→ Source extract
↓

We post news and comment on federal criminal justice issues, focused primarily on trial and post-conviction matters, legislative initiatives, and sentencing issues.
SOME NUMBERS TO START THE NEW YEAR
The Price of an Overnight Stay in an Econolodge: The Department of Justice is required to regularly publish figures showing how much it costs to keep a federal prisoner, the so-called Cost of Incarceration Fee.
The DOJ has announced that the average annual COIF for a Federal inmate housed in the Bureau of Prisons or a non-BOP facility in FY 2023 was $44,090 ($120.80 per day). The average annual COIF for a Federal inmate housed in a Residential Reentry Center (halfway house) for FY 2023 was $41,437 ($113.53 per day).
Federal Register, Annual Determination of Average Cost of Incarceration Fee (COIF) (December 6, 2024), 89 FR 97072
Federal Prisoners by the Numbers: The DOJ’s Bureau of Justice Statistics released some interesting numbers on the state of the federal prison population after the fifth year of the First Step Act (for Calendar Year 2023).

↑

→ Dataset

↓

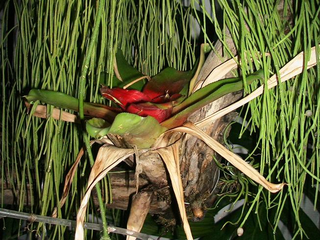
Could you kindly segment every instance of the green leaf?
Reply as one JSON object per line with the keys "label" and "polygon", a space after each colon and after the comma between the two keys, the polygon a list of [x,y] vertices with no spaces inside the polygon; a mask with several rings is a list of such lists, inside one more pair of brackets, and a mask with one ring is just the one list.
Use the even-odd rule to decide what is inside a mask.
{"label": "green leaf", "polygon": [[[58,92],[39,89],[32,89],[27,96],[26,100],[32,103],[37,100],[57,107],[66,108],[77,112],[79,102],[77,98]],[[86,115],[104,119],[112,122],[117,113],[108,109],[108,107],[95,103],[83,103],[84,114]]]}
{"label": "green leaf", "polygon": [[110,124],[101,119],[93,118],[87,121],[87,132],[95,138],[105,136],[110,129]]}
{"label": "green leaf", "polygon": [[107,134],[121,137],[126,145],[148,148],[163,132],[168,130],[152,117],[146,118],[131,113],[118,114],[110,126],[102,119],[92,119],[87,121],[87,131],[96,138]]}
{"label": "green leaf", "polygon": [[[123,88],[135,80],[146,77],[145,79],[142,79],[133,83],[127,88],[128,89],[135,89],[136,90],[142,91],[147,82],[146,79],[148,78],[149,78],[149,77],[143,74],[142,72],[129,64],[125,60],[123,51],[121,49],[118,48],[116,53],[116,61],[117,62],[118,72],[120,75],[122,80],[119,79],[116,76],[113,75],[112,76],[112,88]],[[105,86],[108,85],[108,78],[109,74],[108,73],[105,72],[101,72],[100,73],[99,83]]]}
{"label": "green leaf", "polygon": [[152,117],[123,113],[116,117],[108,133],[120,136],[131,146],[148,148],[167,130]]}
{"label": "green leaf", "polygon": [[[257,79],[263,79],[263,71],[259,70],[247,76],[247,84]],[[173,117],[161,123],[168,129],[182,125],[196,111],[230,93],[244,88],[242,78],[228,78],[215,82],[198,90],[172,110]],[[178,113],[175,115],[174,113]]]}

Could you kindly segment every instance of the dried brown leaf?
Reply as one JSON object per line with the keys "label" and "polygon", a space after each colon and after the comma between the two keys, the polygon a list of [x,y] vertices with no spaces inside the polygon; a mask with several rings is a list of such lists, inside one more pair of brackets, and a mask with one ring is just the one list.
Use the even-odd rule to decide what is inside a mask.
{"label": "dried brown leaf", "polygon": [[[148,150],[148,149],[141,149],[139,151],[145,152]],[[109,144],[105,144],[100,147],[89,178],[86,193],[78,211],[75,239],[83,239],[83,221],[92,189],[110,169],[134,153],[133,148],[121,148]]]}
{"label": "dried brown leaf", "polygon": [[[149,212],[153,196],[152,192],[141,192],[133,196],[127,222],[127,229],[140,232]],[[134,237],[126,237],[126,240],[135,239]]]}
{"label": "dried brown leaf", "polygon": [[[317,58],[316,52],[316,47],[314,47],[311,49],[310,59],[307,63],[307,69],[315,66],[317,64]],[[287,81],[288,79],[294,77],[295,76],[301,73],[304,68],[304,52],[301,52],[297,54],[291,61],[286,64],[279,71],[280,73],[280,78],[282,82]],[[267,82],[268,89],[276,86],[278,84],[278,76],[276,74],[272,76]],[[249,102],[252,99],[255,98],[263,93],[264,85],[262,85],[251,94],[244,97],[242,99],[235,102],[233,104],[223,108],[215,113],[211,114],[200,121],[196,123],[198,127],[202,128],[206,125],[216,120],[221,118],[232,111],[233,111],[238,107]]]}
{"label": "dried brown leaf", "polygon": [[261,175],[260,173],[250,164],[241,157],[220,144],[218,141],[208,136],[202,130],[193,123],[188,122],[182,127],[177,127],[172,130],[190,134],[204,142],[209,147],[217,153],[226,159],[230,163],[239,169],[255,182],[260,184],[271,192],[276,192],[282,189],[285,183],[274,184],[271,183]]}
{"label": "dried brown leaf", "polygon": [[167,147],[159,148],[155,151],[160,155],[166,164],[171,180],[172,189],[177,199],[180,215],[182,220],[183,228],[188,240],[193,239],[190,226],[188,222],[186,209],[184,206],[184,197],[182,182],[180,175],[179,164],[179,148],[181,143],[177,142]]}

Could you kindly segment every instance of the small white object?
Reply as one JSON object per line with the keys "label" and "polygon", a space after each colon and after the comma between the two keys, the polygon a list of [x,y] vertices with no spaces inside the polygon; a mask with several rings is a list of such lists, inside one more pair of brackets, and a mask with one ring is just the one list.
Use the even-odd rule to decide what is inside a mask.
{"label": "small white object", "polygon": [[238,234],[238,236],[240,237],[241,236],[242,236],[243,234],[244,234],[244,229],[242,228],[242,227],[238,228],[238,229],[237,229],[237,234]]}
{"label": "small white object", "polygon": [[312,111],[311,110],[307,110],[306,111],[306,112],[304,113],[304,116],[306,117],[311,117],[313,114],[313,113],[312,113]]}

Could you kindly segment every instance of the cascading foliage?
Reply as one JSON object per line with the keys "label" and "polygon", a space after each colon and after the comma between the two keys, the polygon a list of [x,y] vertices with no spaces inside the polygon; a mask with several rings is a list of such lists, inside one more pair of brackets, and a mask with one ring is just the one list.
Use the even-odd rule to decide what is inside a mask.
{"label": "cascading foliage", "polygon": [[[267,4],[262,0],[222,0],[203,11],[205,6],[198,6],[194,0],[184,7],[178,1],[107,0],[88,66],[85,100],[106,103],[99,95],[98,79],[104,79],[100,83],[112,87],[118,48],[131,65],[146,75],[154,76],[167,66],[190,69],[196,60],[197,42],[192,38],[194,24],[188,24],[195,23],[189,14],[200,25],[200,38],[212,42],[216,39],[211,33],[215,32],[227,54],[231,51],[226,43],[226,27],[231,29],[231,38],[241,59],[239,72],[245,78],[255,69],[262,69],[268,70],[264,71],[267,80],[298,53],[304,51],[307,58],[314,46],[319,53],[319,1],[292,3],[285,0],[285,10],[278,12],[278,1]],[[216,9],[217,5],[222,9]],[[14,190],[19,211],[49,215],[52,206],[58,206],[58,217],[72,218],[80,200],[76,192],[76,196],[84,192],[82,173],[89,163],[80,163],[81,170],[74,181],[77,183],[71,187],[71,200],[67,199],[62,209],[58,203],[66,172],[83,145],[79,127],[51,118],[44,120],[27,115],[21,96],[34,88],[78,96],[98,2],[7,0],[0,6],[3,13],[0,34],[2,197],[6,181]],[[266,52],[271,57],[265,57]],[[266,89],[244,109],[250,132],[258,136],[253,153],[261,155],[255,164],[270,180],[289,184],[287,190],[276,195],[265,194],[262,188],[250,190],[249,209],[257,211],[263,202],[267,208],[276,209],[275,215],[269,218],[275,227],[284,207],[289,206],[298,223],[295,236],[303,233],[299,211],[306,179],[311,179],[312,200],[315,204],[318,201],[320,72],[319,64],[306,69],[276,88]],[[259,83],[250,87],[245,84],[245,94]],[[50,113],[53,107],[48,107]],[[243,126],[240,137],[247,127]],[[29,208],[24,205],[27,190],[32,196]],[[241,218],[241,225],[249,212]],[[40,234],[47,230],[41,224],[33,227]],[[49,237],[66,237],[69,233],[65,230],[64,227],[54,227]]]}

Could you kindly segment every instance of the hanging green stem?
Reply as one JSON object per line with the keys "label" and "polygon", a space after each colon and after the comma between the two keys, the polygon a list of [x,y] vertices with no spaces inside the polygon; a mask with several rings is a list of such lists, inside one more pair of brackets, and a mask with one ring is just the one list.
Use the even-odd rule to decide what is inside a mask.
{"label": "hanging green stem", "polygon": [[[98,7],[98,10],[97,14],[97,17],[96,18],[96,22],[94,27],[93,32],[90,42],[89,46],[89,48],[87,52],[87,55],[84,61],[84,65],[82,69],[82,72],[81,76],[80,78],[80,86],[79,88],[79,114],[80,115],[80,119],[83,120],[84,119],[84,115],[83,114],[83,98],[84,93],[85,91],[85,86],[86,83],[86,76],[87,75],[87,72],[88,72],[88,68],[90,63],[90,59],[92,54],[92,51],[95,46],[95,43],[97,40],[98,33],[99,32],[99,26],[100,25],[100,22],[101,22],[101,16],[102,15],[102,10],[104,8],[105,0],[100,0],[99,2],[99,6]],[[88,156],[90,161],[90,165],[92,167],[94,163],[94,160],[91,152],[91,148],[89,144],[89,140],[88,138],[88,135],[85,130],[83,130],[82,134],[83,135],[83,139],[86,145],[86,148],[88,152]],[[104,211],[104,206],[102,197],[101,193],[101,189],[99,184],[96,186],[97,189],[97,193],[98,197],[98,200],[99,201],[99,205],[100,207],[100,210],[101,212],[101,218],[102,221],[103,235],[103,239],[110,239],[108,234],[108,226],[107,225],[107,220],[105,218],[105,212]]]}

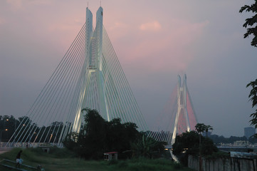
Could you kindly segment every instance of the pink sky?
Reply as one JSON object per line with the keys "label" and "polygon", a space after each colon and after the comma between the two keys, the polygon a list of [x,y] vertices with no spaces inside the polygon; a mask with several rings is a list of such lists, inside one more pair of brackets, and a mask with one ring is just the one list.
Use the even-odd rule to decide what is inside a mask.
{"label": "pink sky", "polygon": [[[238,13],[247,3],[101,1],[105,29],[150,125],[177,75],[187,73],[198,120],[215,133],[243,135],[252,111],[245,86],[257,78],[257,50],[243,38],[247,15]],[[84,24],[87,4],[0,2],[0,115],[14,115],[14,103],[19,103],[14,113],[25,115]],[[95,18],[100,1],[88,4]]]}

↑

→ Tasks
1. In the post on federal prison costs, what was the average daily cost of incarceration fee for a federal inmate housed in a Residential Reentry Center in FY 2023?
2. Carry on the post on federal prison costs and population, starting after its last sentence.
The records have no connection to the post on federal prison costs and population.

→ Written answers
1. $113.53 per day.

2.
As of December 31, 2023,
• the federal prison population had decreased about 2% the year before, from 158,637 to 155,972;
• 8,388 military veterans were incarcerated in the BOP, more than 5% of BOP’s total;
• The number of non-U.S. citizens in federal prison stood at 22,817 (14.6% of the prison population), down from both prior years;
• The average daily special housing unit (SHU) population was 11,974, an 18% increase from 2022 and a total of 7.7% of the BOP population;
• In 2023, BOP staff were physically assaulted by federal prisoners 872 times, resulting in only six serious injuries and only three prisoner prosecutions;
• About 54% of the 143,291 persons in federal prison who had been assessed with the Prisoner Assessment Tool Targeting Estimated Risk and Needs (PATTERN) tool were classified as minimum or low risk for recidivism, about 26% as high risk and about 19% as medium risk;
• About 52% of male federal prisoners were classified as minimum or low risk for recidivism, compared to about 82% of female federal prisoners;
• About 60% of black and 58% of American Indian or Alaskan Native federal prisoners were classified by PATTERN as having a medium or high risk of recidivism, compared to about only 36% of white and 25% of Asian, Native Hawaiian, or Pacific Islander federal prisoners;
• 83% of federal prisoners between 55 to 64 and 94% of those age 65 or older were classified by PATTERN as having a minimum or low risk of recidivism.
Bureau of Justice Statistics, Federal Prisoner Statistics Collected Under the First Step Act, 2024 (December 11, 2024)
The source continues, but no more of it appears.